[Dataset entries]
• • • • •

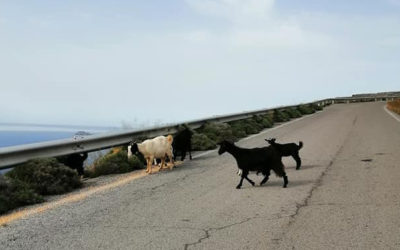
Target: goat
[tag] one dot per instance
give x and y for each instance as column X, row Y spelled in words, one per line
column 255, row 159
column 159, row 147
column 288, row 149
column 74, row 161
column 183, row 143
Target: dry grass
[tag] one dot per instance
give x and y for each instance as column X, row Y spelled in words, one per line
column 394, row 106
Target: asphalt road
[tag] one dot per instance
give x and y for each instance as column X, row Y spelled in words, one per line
column 346, row 196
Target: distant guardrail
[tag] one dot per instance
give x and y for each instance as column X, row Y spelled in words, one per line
column 10, row 156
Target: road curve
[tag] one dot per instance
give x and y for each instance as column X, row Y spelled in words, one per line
column 346, row 196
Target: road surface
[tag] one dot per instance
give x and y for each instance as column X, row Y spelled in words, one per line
column 346, row 196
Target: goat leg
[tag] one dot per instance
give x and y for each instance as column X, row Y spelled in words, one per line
column 266, row 174
column 240, row 183
column 296, row 157
column 285, row 180
column 251, row 182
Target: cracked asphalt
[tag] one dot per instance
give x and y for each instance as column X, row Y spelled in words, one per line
column 345, row 196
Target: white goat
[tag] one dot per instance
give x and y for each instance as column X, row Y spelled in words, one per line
column 159, row 147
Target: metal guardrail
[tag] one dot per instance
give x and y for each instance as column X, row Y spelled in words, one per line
column 10, row 156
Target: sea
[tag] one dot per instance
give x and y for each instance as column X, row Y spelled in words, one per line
column 13, row 134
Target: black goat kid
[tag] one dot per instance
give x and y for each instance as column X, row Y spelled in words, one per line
column 183, row 143
column 288, row 149
column 74, row 161
column 255, row 159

• • • • •

● TASK INSTRUCTIONS: Transcribe all the data word for word; the images stay out.

● EXERCISE SOLUTION:
Target: goat
[tag] one dot per instance
give x and y for each instance as column X, row Y spelled in words, one per line
column 255, row 159
column 159, row 147
column 288, row 149
column 74, row 161
column 183, row 143
Target: dry grass
[tag] one dot per instance
give x and y for each instance as column X, row Y spelled in words, one per line
column 394, row 106
Target: asphalt road
[tag] one dot per instance
give x and y for each instance as column X, row Y spelled in words, one per line
column 346, row 196
Target: distant guardrail
[tag] one dot per instance
give x and y for each instance as column X, row Y spelled in words, one per line
column 10, row 156
Target: road curve
[tag] one dot per instance
give x and y for each instance as column X, row Y spelled in words, one per line
column 346, row 196
Target: road surface
[tag] one dot per instance
give x and y for each instance as column X, row Y spelled in words, one per line
column 346, row 196
Target: goat leg
[tag] one dot per instance
give x and y for each instance as column X, row Y spelled in words, one per line
column 266, row 174
column 240, row 183
column 296, row 157
column 285, row 180
column 251, row 182
Target: cracked asphalt
[tag] one dot per instance
give x and y for each instance as column X, row Y spelled in words, one per line
column 345, row 196
Target: white goat
[tag] one dot per instance
give x and y for each instance as column X, row Y spelled in words, one per line
column 159, row 147
Target: metal guardrail
[tag] one dot per instance
give x and y for each instance as column X, row Y spelled in words, one per line
column 10, row 156
Target: sea
[tag] one dot per instance
give x and y for each instance as column X, row Y spelled in words, one per line
column 13, row 134
Target: black goat kid
[tag] one dot per instance
give x and y for each instance as column X, row Y spelled in words, one per line
column 183, row 143
column 288, row 149
column 74, row 161
column 255, row 159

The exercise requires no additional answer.